Given task: Write out everything from the start of the records down through the line containing "(70, 5), (73, 0)]", with the requests included. In the answer polygons only, move each vertex coordinate by adding 13 to both its x and y values, and leave the requests and their format samples unchanged.

Exercise materials:
======
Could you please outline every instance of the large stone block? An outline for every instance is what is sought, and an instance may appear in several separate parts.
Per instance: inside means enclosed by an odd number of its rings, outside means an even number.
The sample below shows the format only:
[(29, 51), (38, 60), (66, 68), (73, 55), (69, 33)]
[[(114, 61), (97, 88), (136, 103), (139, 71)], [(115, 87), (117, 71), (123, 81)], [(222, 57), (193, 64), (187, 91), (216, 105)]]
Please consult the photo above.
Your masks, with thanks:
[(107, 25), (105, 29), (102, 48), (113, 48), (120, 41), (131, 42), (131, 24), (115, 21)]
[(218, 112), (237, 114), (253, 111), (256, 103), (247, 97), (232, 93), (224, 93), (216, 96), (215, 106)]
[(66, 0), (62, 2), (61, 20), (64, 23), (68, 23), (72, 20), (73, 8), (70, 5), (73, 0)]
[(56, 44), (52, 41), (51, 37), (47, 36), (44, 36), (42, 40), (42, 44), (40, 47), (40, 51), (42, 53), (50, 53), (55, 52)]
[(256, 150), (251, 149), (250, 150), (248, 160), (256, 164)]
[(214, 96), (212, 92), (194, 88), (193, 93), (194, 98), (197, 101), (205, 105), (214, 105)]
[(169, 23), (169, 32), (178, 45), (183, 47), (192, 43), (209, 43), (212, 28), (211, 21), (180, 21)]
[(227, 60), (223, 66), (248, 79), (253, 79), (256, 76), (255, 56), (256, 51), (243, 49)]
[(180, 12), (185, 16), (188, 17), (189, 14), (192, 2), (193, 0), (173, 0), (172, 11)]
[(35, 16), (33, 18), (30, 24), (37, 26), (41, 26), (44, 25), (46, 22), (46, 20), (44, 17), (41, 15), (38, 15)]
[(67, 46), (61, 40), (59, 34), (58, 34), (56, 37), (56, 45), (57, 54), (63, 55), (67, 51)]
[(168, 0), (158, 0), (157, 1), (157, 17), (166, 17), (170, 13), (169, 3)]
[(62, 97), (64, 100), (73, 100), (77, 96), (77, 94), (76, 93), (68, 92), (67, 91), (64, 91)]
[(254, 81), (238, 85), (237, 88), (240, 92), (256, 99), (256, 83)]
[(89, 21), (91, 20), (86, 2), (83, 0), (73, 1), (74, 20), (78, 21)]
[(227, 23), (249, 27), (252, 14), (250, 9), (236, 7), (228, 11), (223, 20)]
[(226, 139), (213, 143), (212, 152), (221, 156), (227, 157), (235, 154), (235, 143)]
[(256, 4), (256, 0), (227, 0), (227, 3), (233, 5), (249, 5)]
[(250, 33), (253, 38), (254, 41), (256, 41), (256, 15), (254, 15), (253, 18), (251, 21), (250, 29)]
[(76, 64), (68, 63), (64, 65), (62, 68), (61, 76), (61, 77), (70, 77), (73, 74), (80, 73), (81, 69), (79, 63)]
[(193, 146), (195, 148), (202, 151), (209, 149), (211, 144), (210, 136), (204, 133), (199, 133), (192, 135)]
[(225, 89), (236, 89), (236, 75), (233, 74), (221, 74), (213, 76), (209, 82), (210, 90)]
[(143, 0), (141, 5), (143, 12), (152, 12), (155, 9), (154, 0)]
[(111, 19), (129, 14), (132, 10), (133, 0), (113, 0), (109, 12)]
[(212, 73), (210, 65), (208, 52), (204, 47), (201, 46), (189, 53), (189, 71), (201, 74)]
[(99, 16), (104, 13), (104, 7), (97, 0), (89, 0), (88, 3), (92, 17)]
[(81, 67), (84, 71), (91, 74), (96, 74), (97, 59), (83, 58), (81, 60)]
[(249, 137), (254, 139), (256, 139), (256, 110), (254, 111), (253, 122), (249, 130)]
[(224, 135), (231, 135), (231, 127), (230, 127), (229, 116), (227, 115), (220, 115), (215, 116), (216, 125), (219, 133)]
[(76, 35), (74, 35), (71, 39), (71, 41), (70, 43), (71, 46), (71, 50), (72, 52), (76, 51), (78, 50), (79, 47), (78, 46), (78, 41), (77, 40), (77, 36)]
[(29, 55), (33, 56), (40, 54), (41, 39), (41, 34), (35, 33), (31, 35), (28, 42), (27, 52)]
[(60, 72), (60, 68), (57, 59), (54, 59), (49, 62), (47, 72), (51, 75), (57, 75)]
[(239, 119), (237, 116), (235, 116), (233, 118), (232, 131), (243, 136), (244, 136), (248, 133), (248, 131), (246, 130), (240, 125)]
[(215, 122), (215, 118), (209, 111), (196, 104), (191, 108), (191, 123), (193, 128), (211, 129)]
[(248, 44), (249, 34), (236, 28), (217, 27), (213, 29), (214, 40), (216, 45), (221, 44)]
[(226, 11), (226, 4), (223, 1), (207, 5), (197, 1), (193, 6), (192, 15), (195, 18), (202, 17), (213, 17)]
======
Answer in full:
Could you please outline every instance of the large stone block? An outline for every instance is what is sought, and an instance may appear in several separate parts.
Per instance: inside means enclosed by an odd number of its rings, outside means an even number.
The sample below shows the format only:
[(29, 51), (38, 60), (66, 68), (73, 55), (69, 33)]
[[(114, 61), (97, 88), (136, 103), (139, 71)], [(115, 87), (117, 71), (123, 81)], [(222, 57), (193, 64), (187, 91), (216, 105)]]
Please consult the photo above.
Your masks, with thanks:
[(120, 38), (118, 42), (115, 61), (126, 61), (133, 54), (144, 55), (144, 37), (128, 34)]
[(231, 125), (250, 127), (266, 124), (269, 116), (260, 110), (245, 106), (237, 106), (229, 109), (228, 119)]
[(79, 13), (75, 15), (74, 33), (77, 36), (81, 36), (85, 33), (86, 21), (83, 18), (86, 13)]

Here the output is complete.